Il dolce più tipico del Carnevale piemontese è la bugia. Nonna Giuseppina le chiamava donzelline, nome associato ai dolci di carnevale toscani assimilato forse durante gli anni di collegio a Massa Carrara.
Giuseppina non è mia nonna, lo è stata di un’amica che si chiama come lei e che mi ha messo a disposizione il suo ricettario. Era in voga, tra le ragazze da marito, ricopiare ricette che sarebbero servite, forse un giorno, a farne degli “angeli del focolare”. Nel caso di Giuseppina poi il destino ha voluto che fosse figlia del titolare di un albergo molto in voga ai tempi, parliamo degli ultimi anni dell’1800 sino agli inizi del ‘900, e quindi voglio immaginare che le “sue ricette” fossero quelle che venivano proposte agli ospiti dell’Albergo Universo, ricette tradizionali come deduco dal suo quaderno.

febbraio 1896
La “manciata” , “il quanto basta” o “il pizzico”, usati per le dosi, erano tutt’altro che approssimativi. Erano semmai il linguaggio di donne esperte, di saperi acquisiti nel tempo, di segreti che le mani avevano imparato a padroneggiare, come ben illustrato nel documentario “Mani. Un racconto sul cibo”, di Michele Trentini, con ricerca e soggetto di Gianni Repetto, prodotto dal Parco delle Capanne di Marcarolo, che ha vinto il Premio Come Miglior Documentario al “Food Film Fest”, festival internazionale di cinema e cibo, promosso dall’Associazione Montagna Italia e dalla Camera di Commercio di Bergamo.

---------------

Trascrivi dal testo sulle bugie di Carnevale il passo che va da "febbraio 1896" fino a "Commercio di Bergamo." compreso.

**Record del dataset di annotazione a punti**
---------------

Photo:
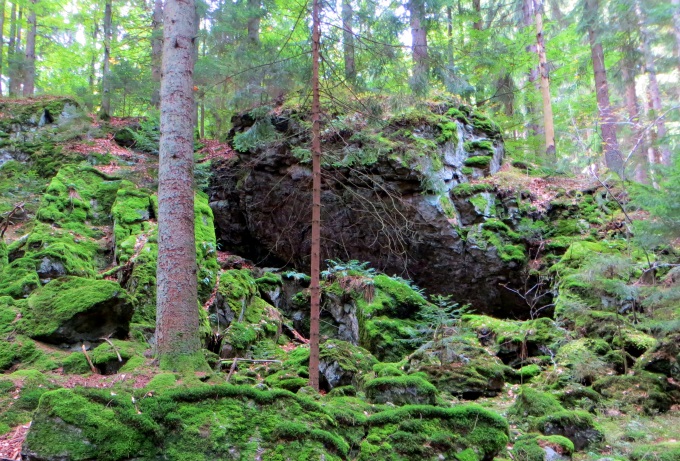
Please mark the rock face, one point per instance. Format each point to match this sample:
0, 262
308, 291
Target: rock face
397, 197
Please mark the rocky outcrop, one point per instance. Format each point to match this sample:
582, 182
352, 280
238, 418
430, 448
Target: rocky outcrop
398, 197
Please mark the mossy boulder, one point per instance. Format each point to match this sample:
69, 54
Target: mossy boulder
648, 391
343, 364
577, 426
75, 309
535, 447
401, 390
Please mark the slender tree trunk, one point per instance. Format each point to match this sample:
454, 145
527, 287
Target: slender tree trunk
11, 65
548, 123
315, 289
2, 39
156, 50
654, 93
633, 109
254, 7
105, 112
533, 128
612, 153
421, 60
676, 30
93, 61
29, 75
477, 7
348, 42
177, 321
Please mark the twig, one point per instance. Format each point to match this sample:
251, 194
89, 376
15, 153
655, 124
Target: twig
94, 370
120, 359
231, 370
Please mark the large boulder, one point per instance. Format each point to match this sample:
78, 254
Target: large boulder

---------------

**RISULTATO FINALE**
febbraio 1896
La “manciata” , “il quanto basta” o “il pizzico”, usati per le dosi, erano tutt’altro che approssimativi. Erano semmai il linguaggio di donne esperte, di saperi acquisiti nel tempo, di segreti che le mani avevano imparato a padroneggiare, come ben illustrato nel documentario “Mani. Un racconto sul cibo”, di Michele Trentini, con ricerca e soggetto di Gianni Repetto, prodotto dal Parco delle Capanne di Marcarolo, che ha vinto il Premio Come Miglior Documentario al “Food Film Fest”, festival internazionale di cinema e cibo, promosso dall’Associazione Montagna Italia e dalla Camera di Commercio di Bergamo.